→ What to do:
Return, exactly, the line that contains "the tree trunk." together with all lines after it to the end of the entries, and no further lines.

→ Items from a data source:

* BEGIN *

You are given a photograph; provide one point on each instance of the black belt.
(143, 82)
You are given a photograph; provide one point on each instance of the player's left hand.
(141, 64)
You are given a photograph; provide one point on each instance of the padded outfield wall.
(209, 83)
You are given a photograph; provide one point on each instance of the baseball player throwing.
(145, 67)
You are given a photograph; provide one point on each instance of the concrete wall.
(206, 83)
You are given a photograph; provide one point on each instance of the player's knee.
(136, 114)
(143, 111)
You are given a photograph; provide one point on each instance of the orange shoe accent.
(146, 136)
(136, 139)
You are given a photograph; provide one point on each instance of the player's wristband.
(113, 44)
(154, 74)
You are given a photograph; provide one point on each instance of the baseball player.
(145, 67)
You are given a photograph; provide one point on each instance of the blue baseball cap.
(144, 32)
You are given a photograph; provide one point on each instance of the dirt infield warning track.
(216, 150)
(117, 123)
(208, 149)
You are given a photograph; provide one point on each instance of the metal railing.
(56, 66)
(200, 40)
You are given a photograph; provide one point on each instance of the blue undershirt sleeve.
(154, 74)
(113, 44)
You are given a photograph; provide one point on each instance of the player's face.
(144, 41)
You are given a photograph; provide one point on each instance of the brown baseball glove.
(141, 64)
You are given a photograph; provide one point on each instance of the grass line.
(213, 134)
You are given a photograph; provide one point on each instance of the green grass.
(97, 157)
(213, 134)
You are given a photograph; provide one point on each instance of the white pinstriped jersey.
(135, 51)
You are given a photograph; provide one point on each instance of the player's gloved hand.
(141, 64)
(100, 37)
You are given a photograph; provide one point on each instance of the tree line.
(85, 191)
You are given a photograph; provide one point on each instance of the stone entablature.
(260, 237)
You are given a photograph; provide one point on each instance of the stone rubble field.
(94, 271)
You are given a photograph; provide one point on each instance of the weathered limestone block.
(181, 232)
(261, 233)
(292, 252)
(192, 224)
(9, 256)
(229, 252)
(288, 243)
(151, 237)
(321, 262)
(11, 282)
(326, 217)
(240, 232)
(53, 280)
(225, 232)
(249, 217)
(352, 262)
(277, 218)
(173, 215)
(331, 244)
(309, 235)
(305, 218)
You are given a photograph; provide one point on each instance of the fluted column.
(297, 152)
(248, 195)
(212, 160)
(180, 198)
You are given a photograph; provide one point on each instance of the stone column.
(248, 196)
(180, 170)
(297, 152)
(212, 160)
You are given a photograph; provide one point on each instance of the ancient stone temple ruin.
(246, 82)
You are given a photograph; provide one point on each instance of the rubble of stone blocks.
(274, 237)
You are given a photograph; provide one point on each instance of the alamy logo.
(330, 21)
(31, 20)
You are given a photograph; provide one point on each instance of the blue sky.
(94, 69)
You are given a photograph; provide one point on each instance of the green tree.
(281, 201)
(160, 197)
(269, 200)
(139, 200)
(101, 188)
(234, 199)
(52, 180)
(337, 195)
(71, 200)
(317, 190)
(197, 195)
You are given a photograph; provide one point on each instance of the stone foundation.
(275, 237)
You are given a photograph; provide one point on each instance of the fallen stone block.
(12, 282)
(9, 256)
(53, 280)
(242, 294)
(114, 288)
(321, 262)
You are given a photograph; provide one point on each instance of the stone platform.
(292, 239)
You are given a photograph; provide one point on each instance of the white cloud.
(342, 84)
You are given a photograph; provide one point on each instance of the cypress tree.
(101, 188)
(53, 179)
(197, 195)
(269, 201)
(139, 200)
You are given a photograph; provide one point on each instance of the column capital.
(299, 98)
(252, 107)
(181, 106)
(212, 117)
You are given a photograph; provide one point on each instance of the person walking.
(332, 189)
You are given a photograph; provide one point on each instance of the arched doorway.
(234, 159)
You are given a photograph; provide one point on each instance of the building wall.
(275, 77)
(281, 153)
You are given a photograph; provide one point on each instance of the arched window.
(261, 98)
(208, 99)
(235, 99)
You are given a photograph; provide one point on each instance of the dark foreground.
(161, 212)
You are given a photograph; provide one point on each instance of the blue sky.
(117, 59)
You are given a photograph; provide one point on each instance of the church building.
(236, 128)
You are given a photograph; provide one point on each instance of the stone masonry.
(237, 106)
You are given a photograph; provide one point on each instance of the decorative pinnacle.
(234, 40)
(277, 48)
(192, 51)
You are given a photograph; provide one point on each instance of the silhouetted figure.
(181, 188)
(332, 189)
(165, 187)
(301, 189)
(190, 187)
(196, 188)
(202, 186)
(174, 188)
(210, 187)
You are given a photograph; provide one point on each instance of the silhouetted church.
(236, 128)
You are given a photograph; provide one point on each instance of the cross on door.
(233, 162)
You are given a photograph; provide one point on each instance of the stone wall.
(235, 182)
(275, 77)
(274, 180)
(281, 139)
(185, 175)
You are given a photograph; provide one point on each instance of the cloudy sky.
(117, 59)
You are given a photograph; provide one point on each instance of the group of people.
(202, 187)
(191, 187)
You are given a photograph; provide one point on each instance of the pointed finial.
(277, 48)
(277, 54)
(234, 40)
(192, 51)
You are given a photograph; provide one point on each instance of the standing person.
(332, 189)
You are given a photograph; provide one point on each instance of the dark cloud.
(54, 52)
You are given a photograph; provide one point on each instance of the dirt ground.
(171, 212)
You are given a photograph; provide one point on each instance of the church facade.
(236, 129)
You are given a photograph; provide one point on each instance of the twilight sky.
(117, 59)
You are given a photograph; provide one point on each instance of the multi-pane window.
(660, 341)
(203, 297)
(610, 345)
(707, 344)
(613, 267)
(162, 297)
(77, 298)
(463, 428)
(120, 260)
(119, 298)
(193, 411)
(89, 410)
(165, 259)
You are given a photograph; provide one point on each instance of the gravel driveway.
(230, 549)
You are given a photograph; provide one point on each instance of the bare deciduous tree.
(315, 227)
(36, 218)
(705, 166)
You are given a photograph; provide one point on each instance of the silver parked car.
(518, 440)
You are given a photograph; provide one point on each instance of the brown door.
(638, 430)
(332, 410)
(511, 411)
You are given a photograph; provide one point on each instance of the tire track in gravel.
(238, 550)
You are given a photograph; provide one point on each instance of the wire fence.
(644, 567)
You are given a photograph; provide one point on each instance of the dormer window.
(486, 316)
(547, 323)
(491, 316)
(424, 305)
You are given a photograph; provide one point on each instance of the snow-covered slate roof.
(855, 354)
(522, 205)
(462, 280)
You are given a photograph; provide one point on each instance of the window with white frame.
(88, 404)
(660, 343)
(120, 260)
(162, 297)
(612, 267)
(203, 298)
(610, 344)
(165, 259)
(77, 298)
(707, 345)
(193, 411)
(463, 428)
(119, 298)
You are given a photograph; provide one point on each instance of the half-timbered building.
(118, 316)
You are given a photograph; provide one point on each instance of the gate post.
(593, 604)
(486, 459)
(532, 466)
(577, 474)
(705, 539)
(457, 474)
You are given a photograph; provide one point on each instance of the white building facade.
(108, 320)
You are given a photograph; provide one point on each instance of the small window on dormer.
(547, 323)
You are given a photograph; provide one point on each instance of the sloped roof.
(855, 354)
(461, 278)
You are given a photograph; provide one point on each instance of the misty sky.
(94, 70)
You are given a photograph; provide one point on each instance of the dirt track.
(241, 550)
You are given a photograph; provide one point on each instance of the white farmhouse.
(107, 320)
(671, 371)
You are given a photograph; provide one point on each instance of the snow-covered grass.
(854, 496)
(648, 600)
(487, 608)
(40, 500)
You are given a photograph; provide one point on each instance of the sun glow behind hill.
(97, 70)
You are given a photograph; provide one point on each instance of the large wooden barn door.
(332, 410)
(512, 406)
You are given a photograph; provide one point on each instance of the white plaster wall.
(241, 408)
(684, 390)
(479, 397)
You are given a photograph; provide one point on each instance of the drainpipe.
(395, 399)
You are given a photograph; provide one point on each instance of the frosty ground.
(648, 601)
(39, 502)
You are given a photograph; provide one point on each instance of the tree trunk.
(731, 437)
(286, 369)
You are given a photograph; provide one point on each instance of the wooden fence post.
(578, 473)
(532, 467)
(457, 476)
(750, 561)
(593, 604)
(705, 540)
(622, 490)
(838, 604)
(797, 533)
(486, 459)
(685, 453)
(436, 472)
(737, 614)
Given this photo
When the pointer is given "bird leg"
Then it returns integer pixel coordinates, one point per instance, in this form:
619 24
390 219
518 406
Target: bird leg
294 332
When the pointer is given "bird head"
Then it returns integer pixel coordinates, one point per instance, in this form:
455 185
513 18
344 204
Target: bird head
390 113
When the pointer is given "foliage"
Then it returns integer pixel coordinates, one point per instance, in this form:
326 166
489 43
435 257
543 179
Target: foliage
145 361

* END *

→ Result for this exercise:
You are given a photograph; provide one point on each instance of the tree trunk.
(731, 437)
(286, 369)
You are given a photograph; provide one point on each instance of the wooden fence post.
(578, 473)
(532, 467)
(457, 476)
(750, 561)
(593, 604)
(705, 540)
(622, 490)
(838, 604)
(797, 533)
(486, 459)
(685, 453)
(436, 472)
(737, 614)
Given this photo
When the pointer is given "bird leg"
Then it returns integer pixel coordinates, one point per instance, in this form:
619 24
390 219
518 406
Target: bird leg
294 332
When the pointer is given "bird head"
Then it returns integer pixel coordinates, one point per instance, in this form:
455 185
513 18
344 204
Target: bird head
390 113
When the pointer is given "foliage"
Then it returns integer pixel coordinates, one point per instance, in this form:
326 166
489 43
435 257
543 179
Target: foliage
145 361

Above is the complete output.